■ Record extracts:
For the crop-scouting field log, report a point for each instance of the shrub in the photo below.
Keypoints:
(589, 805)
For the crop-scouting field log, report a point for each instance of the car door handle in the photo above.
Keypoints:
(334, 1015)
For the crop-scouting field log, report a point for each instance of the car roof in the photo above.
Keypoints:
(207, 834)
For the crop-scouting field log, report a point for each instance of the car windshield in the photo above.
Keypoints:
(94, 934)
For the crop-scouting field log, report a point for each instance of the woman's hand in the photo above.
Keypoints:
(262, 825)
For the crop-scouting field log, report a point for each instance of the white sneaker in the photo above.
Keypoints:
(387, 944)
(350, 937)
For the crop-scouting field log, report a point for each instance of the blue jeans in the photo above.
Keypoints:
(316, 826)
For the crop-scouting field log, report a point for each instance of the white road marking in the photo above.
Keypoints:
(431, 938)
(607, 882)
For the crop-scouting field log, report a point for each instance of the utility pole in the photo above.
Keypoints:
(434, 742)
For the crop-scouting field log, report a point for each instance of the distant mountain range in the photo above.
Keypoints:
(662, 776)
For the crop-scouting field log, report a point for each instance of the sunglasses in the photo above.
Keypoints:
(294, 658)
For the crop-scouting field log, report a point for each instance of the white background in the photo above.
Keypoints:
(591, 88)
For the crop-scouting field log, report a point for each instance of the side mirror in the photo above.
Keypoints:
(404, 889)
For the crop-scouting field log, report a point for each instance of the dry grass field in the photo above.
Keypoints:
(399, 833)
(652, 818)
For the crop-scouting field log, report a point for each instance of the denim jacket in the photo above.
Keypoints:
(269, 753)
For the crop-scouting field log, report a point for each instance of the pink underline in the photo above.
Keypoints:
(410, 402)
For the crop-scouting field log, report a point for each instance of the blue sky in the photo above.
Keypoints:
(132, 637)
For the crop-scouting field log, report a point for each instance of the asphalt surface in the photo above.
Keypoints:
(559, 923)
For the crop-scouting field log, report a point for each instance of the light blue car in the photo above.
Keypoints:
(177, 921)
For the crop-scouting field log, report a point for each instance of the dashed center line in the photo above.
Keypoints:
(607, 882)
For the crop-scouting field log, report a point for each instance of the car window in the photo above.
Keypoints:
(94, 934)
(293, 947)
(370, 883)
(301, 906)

■ Task to complete: Reproduce the material exactly. Every line must match.

■ Result of this exercise:
For the crop-scouting field log, report a point for each instance of the shrub in the photo below.
Keypoints:
(589, 805)
For the crop-scouting field log, report a point for each instance of the car door handle in the photo above.
Keypoints:
(334, 1015)
For the crop-scouting field log, report a point for each instance of the car roof in the photo above.
Keypoints:
(207, 834)
For the crop-scouting field log, report a point for each instance of the car windshield in the photo above.
Keypoints:
(94, 934)
For the crop-scouting field log, report a point for each instance of the woman's hand in the photo above.
Keypoints:
(262, 825)
For the crop-scouting field log, report a point for each instance of the white sneaker in the photo above.
Keypoints:
(387, 944)
(350, 937)
For the crop-scouting field log, report a point for each instance of the blue jeans in the photo above.
Keypoints:
(316, 826)
For the crop-scouting field log, report a point for each instance of the white road marking in the photo above.
Keypoints:
(431, 938)
(607, 882)
For the crop-scouting field log, report a point for each instance of the utility pole in the photo above.
Keypoints:
(434, 742)
For the crop-scouting field log, report a point for each instance of the distant mountain range in the photo above.
Keypoints:
(662, 776)
For the crop-scouting field log, report a point for each instance of the sunglasses in the photo above.
Keypoints:
(294, 658)
For the crop-scouting field log, report a point for each instance of the white background in the photo above.
Keypoints:
(591, 88)
For the crop-scouting field log, report a point for each instance of the side mirror in the photo above.
Keypoints:
(404, 889)
For the crop-scouting field log, report a point for each instance of the dry grass field in the photo above.
Keypoints:
(399, 833)
(652, 818)
For the crop-scouting field log, report a point for each instance of the denim jacket in the photo above.
Keypoints:
(269, 753)
For the crop-scouting field log, report a point for each instance of the pink underline in the photo above.
Keypoints:
(410, 402)
For the crop-scouting field log, report a point for each instance of the blue sky in the photo above.
Keypoints:
(132, 637)
For the crop-scouting field log, report a point for each instance of the asphalt surface in the photo above.
Keypoints:
(559, 923)
For the crop-scouting field log, report a point for each instance of the light blue car in the photo above.
Keypoints:
(177, 921)
For the crop-scouting field log, report a point for each instance of the dashed center line in the photo above.
Keypoints:
(607, 882)
For the crop-scouting field log, report a point for each instance of the car window in the photo above.
Keypoints:
(94, 934)
(293, 947)
(370, 883)
(301, 906)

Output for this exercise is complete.